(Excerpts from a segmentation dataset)
>> begin
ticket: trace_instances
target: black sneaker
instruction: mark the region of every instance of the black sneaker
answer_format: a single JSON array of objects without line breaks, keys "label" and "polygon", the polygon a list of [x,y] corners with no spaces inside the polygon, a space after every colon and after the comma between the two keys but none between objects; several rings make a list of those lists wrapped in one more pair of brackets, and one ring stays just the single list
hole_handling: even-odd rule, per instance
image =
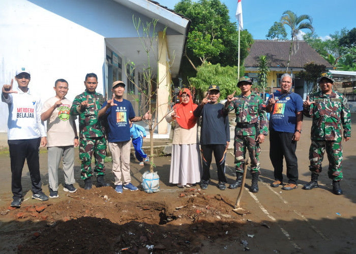
[{"label": "black sneaker", "polygon": [[225,183],[224,182],[219,181],[219,189],[223,190],[226,188],[226,186],[225,186]]},{"label": "black sneaker", "polygon": [[75,192],[77,191],[77,189],[76,189],[74,186],[73,186],[73,184],[65,184],[64,187],[63,187],[63,190],[65,192],[69,192],[71,193],[73,193],[74,192]]},{"label": "black sneaker", "polygon": [[19,208],[21,206],[21,203],[22,203],[22,199],[21,198],[14,198],[14,200],[11,202],[10,206]]},{"label": "black sneaker", "polygon": [[42,192],[41,192],[36,194],[34,193],[32,195],[32,199],[38,199],[41,201],[45,201],[46,200],[48,200],[48,197],[46,195],[46,194],[43,193]]},{"label": "black sneaker", "polygon": [[49,188],[49,197],[51,198],[58,198],[58,192]]},{"label": "black sneaker", "polygon": [[200,183],[200,188],[202,189],[206,189],[207,188],[207,185],[209,185],[210,182],[210,179],[209,180],[202,180]]}]

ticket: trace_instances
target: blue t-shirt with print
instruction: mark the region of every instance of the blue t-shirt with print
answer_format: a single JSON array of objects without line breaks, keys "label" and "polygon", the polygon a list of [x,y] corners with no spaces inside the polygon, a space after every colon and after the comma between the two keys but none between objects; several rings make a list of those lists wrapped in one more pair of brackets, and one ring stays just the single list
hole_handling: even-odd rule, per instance
[{"label": "blue t-shirt with print", "polygon": [[[280,92],[274,92],[278,100],[272,108],[270,117],[270,130],[277,132],[295,132],[297,112],[303,111],[303,99],[298,93],[291,92],[286,96]],[[282,98],[280,100],[280,98]]]},{"label": "blue t-shirt with print", "polygon": [[[117,106],[110,107],[106,112],[110,128],[107,140],[109,142],[128,141],[131,139],[129,119],[135,117],[132,104],[125,99],[122,102],[114,99],[114,102]],[[106,104],[107,102],[104,102],[101,108]]]}]

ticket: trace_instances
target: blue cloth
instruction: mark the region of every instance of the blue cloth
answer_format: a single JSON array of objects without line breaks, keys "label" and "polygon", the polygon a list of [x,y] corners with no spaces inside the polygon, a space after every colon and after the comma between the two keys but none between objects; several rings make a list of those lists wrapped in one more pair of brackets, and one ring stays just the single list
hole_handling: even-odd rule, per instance
[{"label": "blue cloth", "polygon": [[132,126],[130,128],[130,136],[132,139],[137,139],[141,136],[142,133],[143,137],[146,137],[146,131],[142,126],[132,123]]},{"label": "blue cloth", "polygon": [[294,133],[296,122],[295,114],[303,111],[302,97],[294,92],[286,96],[279,92],[274,92],[273,94],[275,100],[278,101],[273,106],[271,112],[270,130]]},{"label": "blue cloth", "polygon": [[[109,127],[107,140],[112,143],[128,141],[131,139],[129,119],[135,117],[132,104],[125,99],[122,102],[114,100],[114,103],[117,106],[110,107],[105,112]],[[106,104],[107,102],[104,102],[101,108]]]},{"label": "blue cloth", "polygon": [[135,139],[132,139],[132,144],[134,145],[134,148],[135,148],[135,155],[139,162],[143,162],[143,158],[147,157],[147,154],[144,153],[143,150],[142,150],[142,143],[143,140],[141,135],[140,135],[138,138]]},{"label": "blue cloth", "polygon": [[224,113],[223,104],[207,103],[198,106],[193,112],[201,118],[200,145],[225,145],[230,142],[230,124],[227,114]]}]

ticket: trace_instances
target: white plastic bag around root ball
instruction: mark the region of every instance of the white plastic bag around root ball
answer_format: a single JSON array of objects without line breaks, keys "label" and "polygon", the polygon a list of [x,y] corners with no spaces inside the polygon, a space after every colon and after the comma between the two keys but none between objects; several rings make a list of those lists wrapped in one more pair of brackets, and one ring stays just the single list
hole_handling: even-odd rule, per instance
[{"label": "white plastic bag around root ball", "polygon": [[147,193],[159,191],[160,177],[157,172],[150,173],[146,171],[142,175],[142,187]]}]

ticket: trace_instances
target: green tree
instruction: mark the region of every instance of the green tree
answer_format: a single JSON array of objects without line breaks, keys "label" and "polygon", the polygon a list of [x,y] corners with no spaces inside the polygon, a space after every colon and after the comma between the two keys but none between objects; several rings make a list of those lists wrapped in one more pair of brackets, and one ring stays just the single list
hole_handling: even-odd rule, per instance
[{"label": "green tree", "polygon": [[266,35],[267,40],[287,40],[287,32],[280,22],[275,21]]},{"label": "green tree", "polygon": [[337,67],[339,60],[350,52],[350,49],[340,45],[340,40],[347,36],[348,30],[344,27],[329,35],[329,38],[322,40],[317,35],[310,33],[303,35],[304,40],[331,65]]},{"label": "green tree", "polygon": [[196,77],[189,79],[191,85],[196,88],[200,98],[205,96],[210,85],[218,85],[220,87],[220,100],[225,99],[234,90],[236,90],[236,94],[241,93],[236,87],[238,80],[236,67],[222,67],[220,64],[212,65],[210,63],[198,67]]},{"label": "green tree", "polygon": [[309,94],[311,94],[316,90],[318,78],[320,77],[321,73],[326,71],[326,67],[323,65],[317,65],[312,62],[304,65],[303,69],[305,71],[301,71],[296,76],[305,80],[307,91]]},{"label": "green tree", "polygon": [[[230,21],[224,4],[219,0],[181,0],[174,11],[191,20],[185,55],[194,70],[207,61],[222,66],[238,65],[238,30],[236,23]],[[240,34],[242,66],[253,40],[246,30]]]},{"label": "green tree", "polygon": [[258,70],[257,82],[263,90],[263,100],[264,100],[264,91],[268,84],[267,77],[270,75],[270,68],[268,67],[267,56],[263,55],[259,56],[257,69]]},{"label": "green tree", "polygon": [[314,27],[312,25],[312,19],[311,17],[307,15],[302,15],[297,16],[296,14],[291,11],[286,11],[281,17],[281,23],[282,25],[287,25],[290,28],[290,34],[291,39],[290,40],[290,47],[289,48],[289,56],[288,58],[287,64],[287,69],[285,72],[288,72],[288,68],[289,67],[290,61],[290,56],[292,54],[292,47],[293,41],[295,41],[294,44],[294,53],[296,53],[298,50],[298,35],[300,33],[302,29],[309,29],[312,33],[314,33]]}]

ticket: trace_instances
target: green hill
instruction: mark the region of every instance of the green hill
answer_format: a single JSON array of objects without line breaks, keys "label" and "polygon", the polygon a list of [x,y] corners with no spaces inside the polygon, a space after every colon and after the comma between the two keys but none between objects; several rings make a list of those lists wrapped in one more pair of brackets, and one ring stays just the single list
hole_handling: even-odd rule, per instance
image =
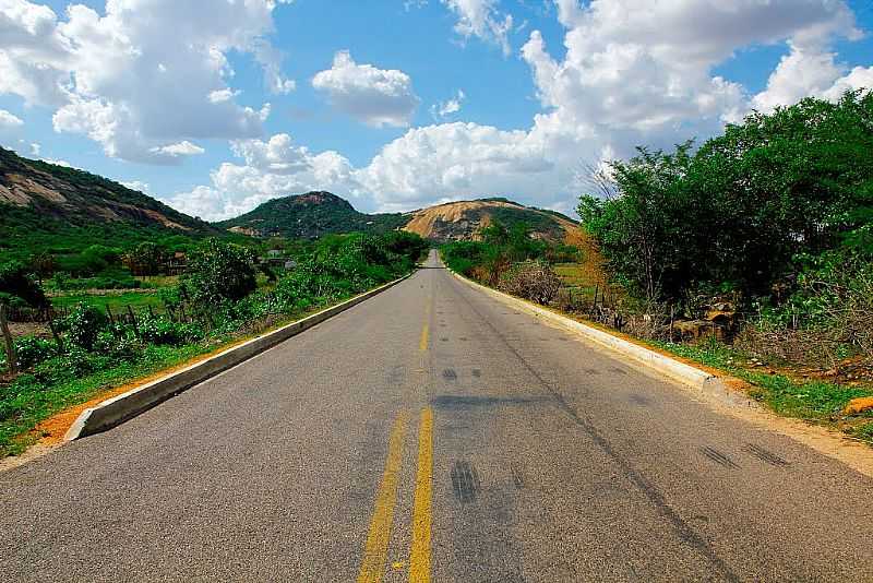
[{"label": "green hill", "polygon": [[0,254],[76,251],[94,243],[189,240],[222,231],[93,174],[0,147]]}]

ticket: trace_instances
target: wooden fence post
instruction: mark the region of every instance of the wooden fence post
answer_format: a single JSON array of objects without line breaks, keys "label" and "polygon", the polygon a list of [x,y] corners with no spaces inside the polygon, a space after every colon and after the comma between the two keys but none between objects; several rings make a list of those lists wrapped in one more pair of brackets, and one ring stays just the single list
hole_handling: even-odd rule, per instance
[{"label": "wooden fence post", "polygon": [[3,340],[7,344],[7,368],[9,368],[9,371],[14,374],[19,371],[19,365],[15,356],[15,344],[13,344],[12,334],[9,332],[7,307],[4,304],[0,304],[0,331],[2,331]]},{"label": "wooden fence post", "polygon": [[128,304],[128,313],[130,314],[130,323],[133,324],[133,333],[140,337],[140,328],[136,325],[136,316],[133,313],[133,308]]},{"label": "wooden fence post", "polygon": [[58,334],[58,328],[55,325],[55,310],[51,308],[48,310],[48,329],[51,331],[51,337],[55,338],[55,344],[58,345],[58,353],[63,354],[65,352],[63,349],[63,340],[61,335]]}]

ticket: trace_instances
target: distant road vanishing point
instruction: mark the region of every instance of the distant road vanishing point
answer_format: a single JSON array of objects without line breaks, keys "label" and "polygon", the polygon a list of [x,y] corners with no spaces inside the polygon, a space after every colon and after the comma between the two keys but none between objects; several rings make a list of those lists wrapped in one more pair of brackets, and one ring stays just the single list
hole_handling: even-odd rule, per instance
[{"label": "distant road vanishing point", "polygon": [[0,580],[873,579],[871,478],[426,266],[0,473]]}]

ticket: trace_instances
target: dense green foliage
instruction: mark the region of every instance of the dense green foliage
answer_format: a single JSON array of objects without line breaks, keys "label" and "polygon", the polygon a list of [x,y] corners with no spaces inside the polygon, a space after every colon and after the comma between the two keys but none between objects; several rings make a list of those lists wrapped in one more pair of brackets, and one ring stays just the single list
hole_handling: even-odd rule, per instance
>> end
Turn the lines from the first one through the line with "instruction: mark the region of every instance of the black" into a numbered list, skipping any blank lines.

1. ticket: trace_instances
2. target: black sneaker
3. instruction: mark the region of every instance of the black sneaker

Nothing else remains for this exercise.